GOALS:
1/ In the listing, from its first line through the line containing "<point>325,230</point>", substitute "glass curtain-wall building" for "glass facade building" and reproduce those lines otherwise unchanged, leaving out the pictures.
2/ Resume the forum thread on feeding systems for racing pigeons from where it stops.

# Feeding Systems



## Andrew Walsh loft (Dec 10, 2011)

I am a Junior flyer from the WOC club in the 
395 Concourse my dad also flys but our bird will be split into sepret lofts soon and i would like to know feeding systems for my birds because i have never done this befor so i could realy use peoples help and advice


----------



## TheLaw818 (Mar 12, 2012)

I feed once a day right after loft flying or training toss. For every 6-8 birds I give one scoop (1 cup). This helps so much when I call them in... They fly to my call, hope this helps


----------



## Pollo70 (Jan 3, 2012)

I use the same system been working for years  once the birds are kitting and routing the seem to come down on command and trap with no hesitation


----------



## realtalk72 (Nov 7, 2009)

Try The Mike Ganus 123 System Do Your Research With Other Club Members And See Who Doing Well And You Should Be Fine...


----------



## sunshineracinglofts (Sep 1, 2011)

INFORMATION PROVIDED:
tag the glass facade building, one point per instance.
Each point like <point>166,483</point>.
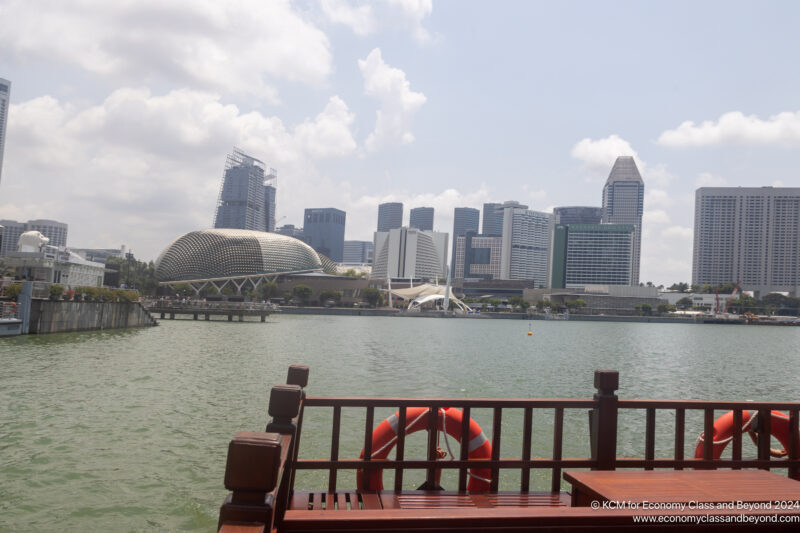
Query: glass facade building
<point>623,203</point>
<point>592,254</point>
<point>421,218</point>
<point>390,216</point>
<point>325,230</point>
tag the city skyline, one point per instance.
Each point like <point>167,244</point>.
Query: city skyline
<point>360,104</point>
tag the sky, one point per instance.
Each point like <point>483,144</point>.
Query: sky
<point>122,113</point>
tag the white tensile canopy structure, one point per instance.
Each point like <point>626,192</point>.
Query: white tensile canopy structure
<point>426,293</point>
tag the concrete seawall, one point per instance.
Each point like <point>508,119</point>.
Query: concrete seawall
<point>59,316</point>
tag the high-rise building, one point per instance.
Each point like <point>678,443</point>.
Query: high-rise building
<point>325,229</point>
<point>55,231</point>
<point>749,235</point>
<point>526,244</point>
<point>623,203</point>
<point>390,216</point>
<point>492,220</point>
<point>409,253</point>
<point>357,252</point>
<point>242,203</point>
<point>5,96</point>
<point>477,256</point>
<point>578,215</point>
<point>421,218</point>
<point>465,219</point>
<point>270,190</point>
<point>592,254</point>
<point>11,232</point>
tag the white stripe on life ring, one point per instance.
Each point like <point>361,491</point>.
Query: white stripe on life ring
<point>476,442</point>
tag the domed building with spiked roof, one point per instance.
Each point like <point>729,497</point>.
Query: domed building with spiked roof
<point>217,257</point>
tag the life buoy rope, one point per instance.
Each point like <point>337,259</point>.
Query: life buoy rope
<point>384,437</point>
<point>723,432</point>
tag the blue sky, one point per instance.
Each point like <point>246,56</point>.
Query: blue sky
<point>122,113</point>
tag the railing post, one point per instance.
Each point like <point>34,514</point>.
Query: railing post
<point>251,474</point>
<point>604,420</point>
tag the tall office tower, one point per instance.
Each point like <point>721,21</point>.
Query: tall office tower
<point>390,216</point>
<point>477,256</point>
<point>465,219</point>
<point>492,224</point>
<point>749,235</point>
<point>11,232</point>
<point>270,190</point>
<point>592,254</point>
<point>526,244</point>
<point>357,252</point>
<point>5,95</point>
<point>623,202</point>
<point>53,230</point>
<point>241,197</point>
<point>325,229</point>
<point>578,215</point>
<point>421,218</point>
<point>409,253</point>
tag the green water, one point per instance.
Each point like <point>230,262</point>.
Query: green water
<point>128,430</point>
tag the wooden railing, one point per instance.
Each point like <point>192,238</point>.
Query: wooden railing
<point>288,404</point>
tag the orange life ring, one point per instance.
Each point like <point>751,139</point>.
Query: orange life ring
<point>723,432</point>
<point>449,420</point>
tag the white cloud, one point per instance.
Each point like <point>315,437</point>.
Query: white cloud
<point>329,133</point>
<point>707,179</point>
<point>600,155</point>
<point>241,47</point>
<point>398,103</point>
<point>360,19</point>
<point>736,128</point>
<point>142,169</point>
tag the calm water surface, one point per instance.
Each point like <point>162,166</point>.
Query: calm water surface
<point>128,430</point>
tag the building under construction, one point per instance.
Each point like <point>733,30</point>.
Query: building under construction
<point>247,194</point>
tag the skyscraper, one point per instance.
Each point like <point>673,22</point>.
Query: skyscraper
<point>390,216</point>
<point>421,218</point>
<point>578,215</point>
<point>270,185</point>
<point>325,229</point>
<point>749,235</point>
<point>5,95</point>
<point>623,203</point>
<point>465,219</point>
<point>492,221</point>
<point>526,244</point>
<point>592,254</point>
<point>242,197</point>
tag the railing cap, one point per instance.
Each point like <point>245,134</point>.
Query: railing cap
<point>284,401</point>
<point>298,375</point>
<point>254,461</point>
<point>606,380</point>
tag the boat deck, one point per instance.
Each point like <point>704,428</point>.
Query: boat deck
<point>701,492</point>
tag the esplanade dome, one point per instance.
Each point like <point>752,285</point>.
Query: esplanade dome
<point>227,253</point>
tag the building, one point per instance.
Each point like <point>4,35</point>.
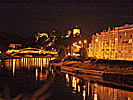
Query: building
<point>116,44</point>
<point>40,35</point>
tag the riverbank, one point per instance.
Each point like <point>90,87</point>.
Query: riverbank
<point>112,71</point>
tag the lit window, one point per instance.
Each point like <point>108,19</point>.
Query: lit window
<point>125,33</point>
<point>130,41</point>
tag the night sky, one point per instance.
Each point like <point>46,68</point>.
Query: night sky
<point>27,18</point>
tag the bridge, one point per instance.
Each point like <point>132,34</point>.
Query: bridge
<point>30,51</point>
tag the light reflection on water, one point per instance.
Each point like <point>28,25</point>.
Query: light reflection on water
<point>29,71</point>
<point>94,91</point>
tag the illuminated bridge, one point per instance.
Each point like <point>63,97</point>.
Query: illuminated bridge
<point>31,51</point>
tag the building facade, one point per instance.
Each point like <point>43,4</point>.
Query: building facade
<point>116,44</point>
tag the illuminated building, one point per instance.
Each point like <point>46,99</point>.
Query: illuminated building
<point>76,31</point>
<point>40,35</point>
<point>14,45</point>
<point>116,44</point>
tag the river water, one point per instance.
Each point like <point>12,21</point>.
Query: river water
<point>33,79</point>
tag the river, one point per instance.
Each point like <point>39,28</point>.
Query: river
<point>33,79</point>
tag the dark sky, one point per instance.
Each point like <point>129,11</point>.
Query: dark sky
<point>27,18</point>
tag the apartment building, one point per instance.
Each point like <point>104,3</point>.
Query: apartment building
<point>115,44</point>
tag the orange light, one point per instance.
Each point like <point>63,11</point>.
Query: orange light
<point>80,42</point>
<point>85,41</point>
<point>96,40</point>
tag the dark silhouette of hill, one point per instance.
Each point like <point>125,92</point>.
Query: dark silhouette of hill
<point>7,38</point>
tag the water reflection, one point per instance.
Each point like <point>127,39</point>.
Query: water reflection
<point>94,91</point>
<point>19,75</point>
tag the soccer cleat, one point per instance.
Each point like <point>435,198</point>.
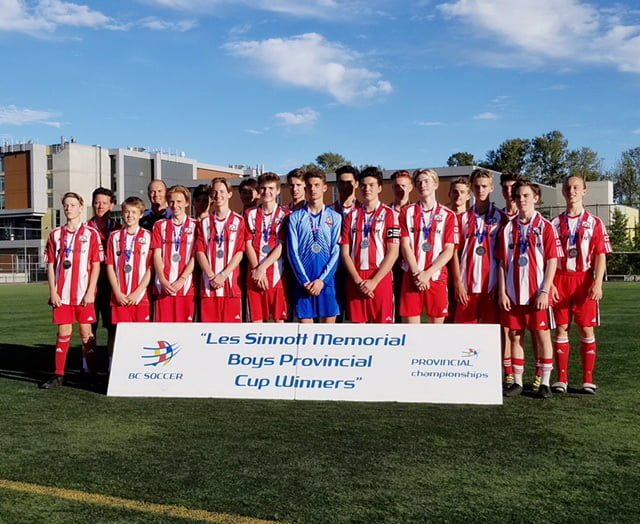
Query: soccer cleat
<point>544,391</point>
<point>513,390</point>
<point>54,381</point>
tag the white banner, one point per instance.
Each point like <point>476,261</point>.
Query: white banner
<point>450,363</point>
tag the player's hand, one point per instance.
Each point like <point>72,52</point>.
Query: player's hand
<point>504,302</point>
<point>89,298</point>
<point>461,295</point>
<point>367,288</point>
<point>595,292</point>
<point>542,301</point>
<point>55,300</point>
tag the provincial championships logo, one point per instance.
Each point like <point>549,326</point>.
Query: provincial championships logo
<point>160,355</point>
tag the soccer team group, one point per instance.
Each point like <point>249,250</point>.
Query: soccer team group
<point>357,259</point>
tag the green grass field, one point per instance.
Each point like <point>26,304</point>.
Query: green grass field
<point>572,459</point>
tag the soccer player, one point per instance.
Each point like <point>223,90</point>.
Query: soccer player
<point>248,191</point>
<point>347,182</point>
<point>296,181</point>
<point>429,232</point>
<point>173,243</point>
<point>459,194</point>
<point>402,186</point>
<point>73,255</point>
<point>313,250</point>
<point>528,252</point>
<point>129,266</point>
<point>159,210</point>
<point>370,244</point>
<point>476,270</point>
<point>201,201</point>
<point>577,288</point>
<point>265,235</point>
<point>220,248</point>
<point>103,201</point>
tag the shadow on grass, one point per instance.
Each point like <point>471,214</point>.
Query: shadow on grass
<point>35,364</point>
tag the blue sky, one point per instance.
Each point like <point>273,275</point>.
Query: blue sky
<point>277,82</point>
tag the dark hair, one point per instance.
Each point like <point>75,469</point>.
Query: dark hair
<point>103,191</point>
<point>373,172</point>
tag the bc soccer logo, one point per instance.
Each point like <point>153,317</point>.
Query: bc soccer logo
<point>160,355</point>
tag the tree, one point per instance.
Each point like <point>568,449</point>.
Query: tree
<point>626,178</point>
<point>510,157</point>
<point>331,161</point>
<point>584,162</point>
<point>547,158</point>
<point>461,159</point>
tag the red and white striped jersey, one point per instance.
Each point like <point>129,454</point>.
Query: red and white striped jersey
<point>478,240</point>
<point>220,240</point>
<point>582,238</point>
<point>525,250</point>
<point>428,232</point>
<point>369,233</point>
<point>72,253</point>
<point>130,256</point>
<point>110,226</point>
<point>265,231</point>
<point>177,244</point>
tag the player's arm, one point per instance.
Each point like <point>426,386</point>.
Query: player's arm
<point>54,298</point>
<point>120,297</point>
<point>600,266</point>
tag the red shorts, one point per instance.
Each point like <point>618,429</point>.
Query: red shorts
<point>221,309</point>
<point>266,304</point>
<point>65,314</point>
<point>174,309</point>
<point>136,313</point>
<point>527,317</point>
<point>481,308</point>
<point>573,289</point>
<point>379,309</point>
<point>434,300</point>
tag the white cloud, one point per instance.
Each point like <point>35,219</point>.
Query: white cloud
<point>156,24</point>
<point>312,62</point>
<point>302,117</point>
<point>47,15</point>
<point>559,30</point>
<point>486,116</point>
<point>11,115</point>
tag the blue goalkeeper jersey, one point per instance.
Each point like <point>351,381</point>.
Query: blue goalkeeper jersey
<point>313,245</point>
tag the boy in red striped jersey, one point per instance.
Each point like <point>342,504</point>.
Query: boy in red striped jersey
<point>429,232</point>
<point>527,251</point>
<point>369,247</point>
<point>129,266</point>
<point>476,270</point>
<point>577,288</point>
<point>265,234</point>
<point>73,255</point>
<point>173,243</point>
<point>219,251</point>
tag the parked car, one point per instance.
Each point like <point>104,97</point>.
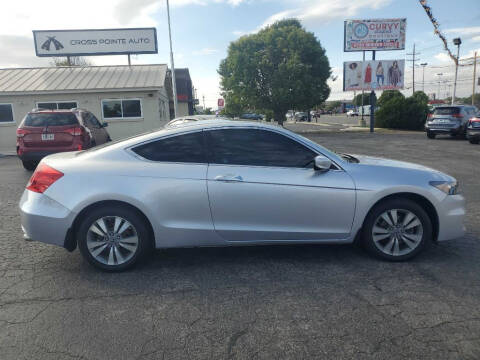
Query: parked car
<point>43,132</point>
<point>473,129</point>
<point>225,183</point>
<point>449,120</point>
<point>251,116</point>
<point>301,116</point>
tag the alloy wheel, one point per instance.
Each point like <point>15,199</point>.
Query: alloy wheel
<point>397,232</point>
<point>112,240</point>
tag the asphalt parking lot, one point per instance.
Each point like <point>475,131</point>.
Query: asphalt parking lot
<point>296,302</point>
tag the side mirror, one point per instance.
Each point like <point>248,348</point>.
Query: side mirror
<point>322,163</point>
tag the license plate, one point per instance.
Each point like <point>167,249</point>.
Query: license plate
<point>48,136</point>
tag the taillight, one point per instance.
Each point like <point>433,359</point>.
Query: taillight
<point>42,178</point>
<point>22,132</point>
<point>76,131</point>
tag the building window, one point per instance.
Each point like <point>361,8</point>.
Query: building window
<point>55,105</point>
<point>6,113</point>
<point>122,108</point>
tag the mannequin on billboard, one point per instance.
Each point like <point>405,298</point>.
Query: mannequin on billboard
<point>368,74</point>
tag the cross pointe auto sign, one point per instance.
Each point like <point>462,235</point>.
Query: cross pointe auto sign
<point>95,42</point>
<point>375,34</point>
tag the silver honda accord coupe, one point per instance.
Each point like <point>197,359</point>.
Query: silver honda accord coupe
<point>225,183</point>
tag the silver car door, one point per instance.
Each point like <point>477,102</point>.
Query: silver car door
<point>261,189</point>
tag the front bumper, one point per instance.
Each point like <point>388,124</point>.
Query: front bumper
<point>43,219</point>
<point>444,129</point>
<point>451,214</point>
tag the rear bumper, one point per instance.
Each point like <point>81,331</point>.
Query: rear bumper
<point>451,214</point>
<point>44,219</point>
<point>37,155</point>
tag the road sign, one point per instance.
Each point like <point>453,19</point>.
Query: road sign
<point>374,34</point>
<point>95,42</point>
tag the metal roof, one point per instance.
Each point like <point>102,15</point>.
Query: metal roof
<point>78,79</point>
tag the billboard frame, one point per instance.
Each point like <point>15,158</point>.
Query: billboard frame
<point>371,20</point>
<point>96,53</point>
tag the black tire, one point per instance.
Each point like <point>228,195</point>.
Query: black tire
<point>29,165</point>
<point>144,246</point>
<point>399,203</point>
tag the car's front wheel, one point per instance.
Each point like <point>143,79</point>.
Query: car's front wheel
<point>397,229</point>
<point>113,238</point>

ANSWER LIST:
1/
tag the glass curtain-wall building, one point per instance.
Each point like <point>166,483</point>.
Query: glass curtain-wall building
<point>623,203</point>
<point>592,254</point>
<point>421,218</point>
<point>390,216</point>
<point>325,230</point>

2/
i feed once a day after train or toss i feed them until a few birds go to drink, i do this until tossing/racing starts, and then they are nice and trained to my whistle.... once racing starts i feed them a little bit in the morning ( id say 1/3 ration)already in the feeder when they get home from toss... when i get home from work,loft fly them with flagging for about 45 min-1 hr, call them in, man they will be trapping hard and hauling ass in!! give them food until a group of 5 or 6 starts drinking water. 

note: i put in extra safflour into my morning mix, because the birds love it. I train pretty hard and fat is good. This i believe is going to have them racing home on the training toss so they can be the first ones for the tasty safflour . I like the idea of feeding 1/3 ration too, because if you lag, you get no food until the evening. IMO it tells you who is healthy or not.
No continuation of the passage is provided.